- _WHAT IS BEING ASKED_
Quote the material below word for word, keeping every line unchanged.

-- START RECORD LIST --

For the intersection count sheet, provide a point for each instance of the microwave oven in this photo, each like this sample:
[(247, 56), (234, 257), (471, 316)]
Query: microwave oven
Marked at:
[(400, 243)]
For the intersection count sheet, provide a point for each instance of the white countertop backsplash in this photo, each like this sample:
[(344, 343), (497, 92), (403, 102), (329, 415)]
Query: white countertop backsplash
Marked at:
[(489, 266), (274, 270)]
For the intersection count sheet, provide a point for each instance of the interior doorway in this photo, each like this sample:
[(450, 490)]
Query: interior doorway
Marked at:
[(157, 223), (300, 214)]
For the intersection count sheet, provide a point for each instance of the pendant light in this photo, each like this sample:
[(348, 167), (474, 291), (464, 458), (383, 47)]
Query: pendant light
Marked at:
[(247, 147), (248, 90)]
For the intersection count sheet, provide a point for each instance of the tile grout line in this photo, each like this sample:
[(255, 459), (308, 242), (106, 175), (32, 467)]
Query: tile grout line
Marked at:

-- END RECORD LIST --

- _TASK RESULT_
For the intersection count sheet, provide a point for each instance of the microwave oven in this photo, each like this sample:
[(247, 56), (234, 257), (471, 316)]
Query: microwave oven
Marked at:
[(400, 243)]
For the intersection count sheet, provide a point for each instance of the white countertop backsplash in this photo, each like this sample:
[(344, 343), (497, 92), (403, 102), (329, 415)]
Query: white countertop backsplash
Marked at:
[(489, 266), (274, 270)]
For the intersection count sheet, provide a point for each instance of the interior doorway in this photo, each like this sample:
[(450, 490)]
Query: interior doorway
Marked at:
[(157, 223), (300, 214)]
For the intersection count sheet, provide a point for each instance of the pendant light in this photo, each like this sample:
[(348, 167), (474, 291), (464, 458), (383, 47)]
Query: pendant light
Marked at:
[(247, 147), (248, 90)]
For the intersection count sheet, provide a point for each instance of the tile grout line in this photo, each like this sample:
[(255, 459), (308, 242), (106, 175), (32, 467)]
Query: tile grout line
Marked at:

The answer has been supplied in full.